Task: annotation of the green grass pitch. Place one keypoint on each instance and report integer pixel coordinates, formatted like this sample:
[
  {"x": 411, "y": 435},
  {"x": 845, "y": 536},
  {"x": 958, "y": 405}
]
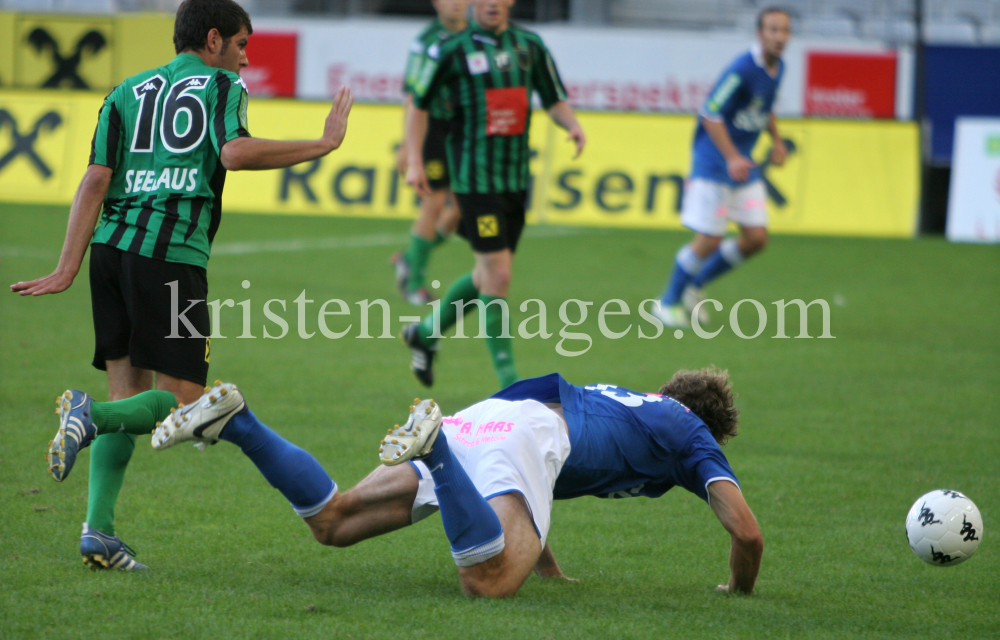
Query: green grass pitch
[{"x": 838, "y": 438}]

————————

Render every line of the records as a numbered list, skipping any blank lines and leaving out the pictures.

**Output of the task**.
1. Task: annotation of the green grass pitch. Place one keypoint on each instance and report integer pixel coordinates, formatted like this sample:
2. [
3.   {"x": 411, "y": 435},
4.   {"x": 845, "y": 536},
5.   {"x": 958, "y": 405}
6. ]
7. Query: green grass pitch
8. [{"x": 838, "y": 438}]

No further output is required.